WHAT IS REQUIRED: Please reproduce each line of the data below as it stands.

Referring expression pointing data:

==========

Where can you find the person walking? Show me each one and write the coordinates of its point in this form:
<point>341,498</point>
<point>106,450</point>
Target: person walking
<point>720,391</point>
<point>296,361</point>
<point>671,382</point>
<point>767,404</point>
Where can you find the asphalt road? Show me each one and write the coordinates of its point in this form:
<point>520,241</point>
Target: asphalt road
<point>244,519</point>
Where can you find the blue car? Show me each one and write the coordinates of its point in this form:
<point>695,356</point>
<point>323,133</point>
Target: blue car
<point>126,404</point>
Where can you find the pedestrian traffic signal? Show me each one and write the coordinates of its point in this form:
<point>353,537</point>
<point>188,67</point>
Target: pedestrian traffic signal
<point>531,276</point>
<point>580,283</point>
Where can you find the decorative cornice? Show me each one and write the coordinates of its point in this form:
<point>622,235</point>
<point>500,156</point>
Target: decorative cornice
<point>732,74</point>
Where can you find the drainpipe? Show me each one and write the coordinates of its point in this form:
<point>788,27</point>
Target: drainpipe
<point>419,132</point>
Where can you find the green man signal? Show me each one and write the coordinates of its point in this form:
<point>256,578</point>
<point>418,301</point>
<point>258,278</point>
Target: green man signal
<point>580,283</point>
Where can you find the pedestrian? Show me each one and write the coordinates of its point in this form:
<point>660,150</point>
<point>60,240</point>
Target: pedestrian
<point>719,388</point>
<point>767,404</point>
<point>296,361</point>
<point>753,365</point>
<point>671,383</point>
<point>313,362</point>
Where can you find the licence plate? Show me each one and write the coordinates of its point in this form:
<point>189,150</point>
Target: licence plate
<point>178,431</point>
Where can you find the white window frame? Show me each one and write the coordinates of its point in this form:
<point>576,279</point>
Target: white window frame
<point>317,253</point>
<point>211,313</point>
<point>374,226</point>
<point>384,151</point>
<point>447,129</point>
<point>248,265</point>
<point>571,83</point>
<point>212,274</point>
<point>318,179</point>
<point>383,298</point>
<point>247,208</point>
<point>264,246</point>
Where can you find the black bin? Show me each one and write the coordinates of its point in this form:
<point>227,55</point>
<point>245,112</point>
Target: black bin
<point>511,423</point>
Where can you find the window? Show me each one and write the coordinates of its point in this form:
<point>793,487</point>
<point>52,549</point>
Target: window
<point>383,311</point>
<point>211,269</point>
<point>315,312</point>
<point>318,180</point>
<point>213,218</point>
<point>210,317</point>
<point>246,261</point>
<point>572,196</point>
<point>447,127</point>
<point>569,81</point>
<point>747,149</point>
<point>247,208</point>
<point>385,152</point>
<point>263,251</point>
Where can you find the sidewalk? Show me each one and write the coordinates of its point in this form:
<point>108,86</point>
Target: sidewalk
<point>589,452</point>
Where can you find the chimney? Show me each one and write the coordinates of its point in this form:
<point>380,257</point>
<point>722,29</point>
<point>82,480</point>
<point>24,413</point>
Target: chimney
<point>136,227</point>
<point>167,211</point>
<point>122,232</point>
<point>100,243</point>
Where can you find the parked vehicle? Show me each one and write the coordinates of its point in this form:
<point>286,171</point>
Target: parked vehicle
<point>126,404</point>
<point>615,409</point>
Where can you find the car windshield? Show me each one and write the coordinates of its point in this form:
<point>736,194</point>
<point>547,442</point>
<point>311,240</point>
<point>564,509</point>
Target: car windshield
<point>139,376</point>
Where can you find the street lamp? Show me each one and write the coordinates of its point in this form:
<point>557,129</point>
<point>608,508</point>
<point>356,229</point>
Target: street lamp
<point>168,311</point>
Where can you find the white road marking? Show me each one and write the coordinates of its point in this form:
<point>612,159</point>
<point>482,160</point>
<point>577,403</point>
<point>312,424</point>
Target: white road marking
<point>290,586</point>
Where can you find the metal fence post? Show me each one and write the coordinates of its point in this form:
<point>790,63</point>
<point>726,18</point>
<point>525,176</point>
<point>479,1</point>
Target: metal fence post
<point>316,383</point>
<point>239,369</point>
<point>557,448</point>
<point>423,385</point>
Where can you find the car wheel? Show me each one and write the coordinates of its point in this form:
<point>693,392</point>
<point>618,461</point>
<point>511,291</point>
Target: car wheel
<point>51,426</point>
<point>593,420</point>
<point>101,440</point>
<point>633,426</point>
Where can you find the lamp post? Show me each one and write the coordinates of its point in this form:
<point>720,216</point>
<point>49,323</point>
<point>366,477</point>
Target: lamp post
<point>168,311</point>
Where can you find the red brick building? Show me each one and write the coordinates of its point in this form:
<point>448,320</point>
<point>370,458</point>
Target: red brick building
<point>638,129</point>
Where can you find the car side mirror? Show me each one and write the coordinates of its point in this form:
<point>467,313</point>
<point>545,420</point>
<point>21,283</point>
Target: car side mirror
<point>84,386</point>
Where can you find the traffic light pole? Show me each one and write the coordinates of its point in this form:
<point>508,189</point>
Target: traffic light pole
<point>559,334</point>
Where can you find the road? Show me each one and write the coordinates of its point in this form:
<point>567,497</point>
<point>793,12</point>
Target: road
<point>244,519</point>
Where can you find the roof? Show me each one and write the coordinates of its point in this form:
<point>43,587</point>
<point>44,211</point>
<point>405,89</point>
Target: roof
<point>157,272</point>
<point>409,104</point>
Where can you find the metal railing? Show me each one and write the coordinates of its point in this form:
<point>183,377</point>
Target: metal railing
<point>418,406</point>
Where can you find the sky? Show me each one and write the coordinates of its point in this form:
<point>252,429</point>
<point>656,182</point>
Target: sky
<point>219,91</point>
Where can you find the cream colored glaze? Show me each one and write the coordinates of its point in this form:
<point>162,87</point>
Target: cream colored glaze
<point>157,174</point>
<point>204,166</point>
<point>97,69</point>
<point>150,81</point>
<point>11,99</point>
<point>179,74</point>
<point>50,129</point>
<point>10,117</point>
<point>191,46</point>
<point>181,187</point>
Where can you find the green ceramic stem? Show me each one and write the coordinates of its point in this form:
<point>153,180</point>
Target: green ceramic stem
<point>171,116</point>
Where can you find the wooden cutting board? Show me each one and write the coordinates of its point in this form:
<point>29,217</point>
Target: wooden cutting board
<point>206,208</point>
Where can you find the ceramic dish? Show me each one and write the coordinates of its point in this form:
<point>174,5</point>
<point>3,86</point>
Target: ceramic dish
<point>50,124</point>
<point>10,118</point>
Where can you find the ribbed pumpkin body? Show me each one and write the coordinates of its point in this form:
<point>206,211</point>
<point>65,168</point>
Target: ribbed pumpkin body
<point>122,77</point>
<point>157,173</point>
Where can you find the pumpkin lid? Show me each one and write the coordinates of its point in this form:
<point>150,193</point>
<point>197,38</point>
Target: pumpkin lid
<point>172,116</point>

==========

OUTPUT OF THE EXERCISE:
Where can you find the person walking? Show me each one and write the coordinates of its point in this form:
<point>341,498</point>
<point>106,450</point>
Target: person walking
<point>720,391</point>
<point>296,361</point>
<point>671,382</point>
<point>767,404</point>
Where can you find the asphalt road? Show me each one and write the coordinates of its point in this form:
<point>520,241</point>
Target: asphalt road
<point>244,519</point>
Where can you find the blue car? Show me each one and write the coordinates of its point in this form:
<point>695,356</point>
<point>323,133</point>
Target: blue car
<point>126,404</point>
Where can you find the pedestrian traffic signal? Show me each one and write the coordinates of its point in this form:
<point>353,537</point>
<point>188,67</point>
Target: pedestrian traffic signal
<point>531,276</point>
<point>580,283</point>
Where can you find the decorative cornice? Show me each one and write the coordinates of its point in this form:
<point>622,235</point>
<point>500,156</point>
Target: decorative cornice
<point>732,74</point>
Where can you find the drainpipe? Show me each one and write the coordinates of its point in this form:
<point>788,27</point>
Target: drainpipe
<point>419,132</point>
Where can you find the green man signal? Show me each one and write the coordinates of its point in this form:
<point>256,578</point>
<point>418,301</point>
<point>258,278</point>
Target: green man signal
<point>580,283</point>
Where can you find the pedestrian? Show me each one and write the coordinates of its point in this form:
<point>660,150</point>
<point>60,240</point>
Target: pedestrian
<point>719,388</point>
<point>767,404</point>
<point>296,361</point>
<point>753,365</point>
<point>671,383</point>
<point>313,362</point>
Where can you find the licence plate? Show me each one and write the coordinates of its point in this form:
<point>189,150</point>
Target: licence plate
<point>178,431</point>
Where can you find the white window frame? Show me each one and write the coordinates of its point in this form:
<point>576,279</point>
Target: white window frame
<point>317,253</point>
<point>211,313</point>
<point>374,226</point>
<point>384,151</point>
<point>447,129</point>
<point>248,265</point>
<point>571,83</point>
<point>212,274</point>
<point>318,179</point>
<point>383,298</point>
<point>247,208</point>
<point>264,246</point>
Where can you find the black bin? Show me each one and write the coordinates of its point in this form:
<point>227,55</point>
<point>245,112</point>
Target: black bin
<point>511,423</point>
Where can you find the window? Show me each one and write the coordinates of its point in this form:
<point>793,487</point>
<point>52,549</point>
Target: window
<point>383,311</point>
<point>211,269</point>
<point>315,312</point>
<point>318,180</point>
<point>213,218</point>
<point>210,317</point>
<point>246,261</point>
<point>572,196</point>
<point>447,127</point>
<point>569,81</point>
<point>747,149</point>
<point>247,208</point>
<point>385,152</point>
<point>263,251</point>
Where can you find the sidewalk? Show me each one and write the coordinates of its point in this form:
<point>108,86</point>
Target: sidewalk
<point>589,452</point>
Where can you find the chimney? Show me each one and write the coordinates of its point in this form:
<point>380,257</point>
<point>722,29</point>
<point>82,480</point>
<point>24,413</point>
Target: chimney
<point>136,227</point>
<point>167,211</point>
<point>122,232</point>
<point>100,243</point>
Where can you find the parked vehicle? Show me each one and write the coordinates of its point in this form:
<point>286,171</point>
Target: parked vehicle
<point>126,404</point>
<point>615,409</point>
Where can you find the car windshield? Show me each one and write the coordinates of its point in this form:
<point>736,194</point>
<point>547,442</point>
<point>311,240</point>
<point>564,509</point>
Target: car windshield
<point>139,376</point>
Where can you find the street lamp? Show me each one and write the coordinates of its point in this form:
<point>557,129</point>
<point>608,508</point>
<point>356,229</point>
Target: street lamp
<point>168,311</point>
Where can you find the white road marking? Show me each one and write the coordinates of its point in this form:
<point>612,159</point>
<point>482,160</point>
<point>577,403</point>
<point>312,424</point>
Target: white road marking
<point>290,586</point>
Where can you find the metal fence post? Show me each one and write the coordinates of its point in this form:
<point>790,63</point>
<point>726,18</point>
<point>525,176</point>
<point>479,1</point>
Target: metal fence post
<point>316,383</point>
<point>239,369</point>
<point>557,448</point>
<point>423,385</point>
Where can you find the car wheel? Show me each one and write the coordinates of its point in this form:
<point>693,392</point>
<point>618,461</point>
<point>511,291</point>
Target: car wheel
<point>51,426</point>
<point>593,420</point>
<point>101,440</point>
<point>633,426</point>
Where can you find the lamp post? Show me each one and write the coordinates of its point in this form:
<point>720,216</point>
<point>49,323</point>
<point>366,477</point>
Target: lamp post
<point>168,311</point>
Where can you find the red brick building? Show me each one and write the coordinates of its point in this form:
<point>448,320</point>
<point>370,458</point>
Target: red brick building
<point>638,129</point>
Where can you find the car side mirror? Show me each one and write the coordinates of its point in this form:
<point>467,313</point>
<point>545,420</point>
<point>21,283</point>
Target: car side mirror
<point>84,386</point>
Where can you find the traffic light pole? Show me each one and write the coordinates of its point in this form:
<point>508,189</point>
Target: traffic light pole
<point>559,334</point>
Where can you find the road? Show me each one and write the coordinates of its point in this form:
<point>567,497</point>
<point>793,12</point>
Target: road
<point>244,519</point>
Where can you find the roof? Show me each one and write the coordinates of its point in this form:
<point>43,587</point>
<point>44,211</point>
<point>405,89</point>
Target: roof
<point>157,272</point>
<point>409,104</point>
Where can you find the metal railing? Show me each one and write the coordinates of its point in this form:
<point>183,377</point>
Target: metal railing
<point>418,406</point>
Where can you find the sky? Show me each one and write the coordinates of its point in this form:
<point>252,429</point>
<point>656,182</point>
Target: sky
<point>219,91</point>
Where can you find the cream colored glaze? Show me each one and write the coordinates of its point in this form:
<point>162,87</point>
Target: cream colored glaze
<point>157,174</point>
<point>204,166</point>
<point>97,69</point>
<point>150,81</point>
<point>11,99</point>
<point>179,74</point>
<point>50,129</point>
<point>10,117</point>
<point>191,46</point>
<point>181,187</point>
Where can you find the green ceramic stem? Show me each one and write the coordinates of its point in this form:
<point>153,180</point>
Target: green ceramic stem
<point>171,116</point>
Where can you find the wooden cutting board? Show me each one and write the coordinates of its point in this form:
<point>29,217</point>
Target: wooden cutting board
<point>206,208</point>
Where can you find the ceramic dish? Show me each one and write the coordinates of its point in this form:
<point>174,5</point>
<point>3,86</point>
Target: ceramic dish
<point>50,124</point>
<point>10,118</point>
Where can you find the ribbed pumpkin body? Show me each one and write the coordinates of its point in this form:
<point>206,211</point>
<point>65,168</point>
Target: ribbed pumpkin body
<point>122,77</point>
<point>157,173</point>
Where can you find the pumpkin lid? Show me each one and write the coordinates of its point in this form:
<point>150,193</point>
<point>197,38</point>
Target: pumpkin lid
<point>172,116</point>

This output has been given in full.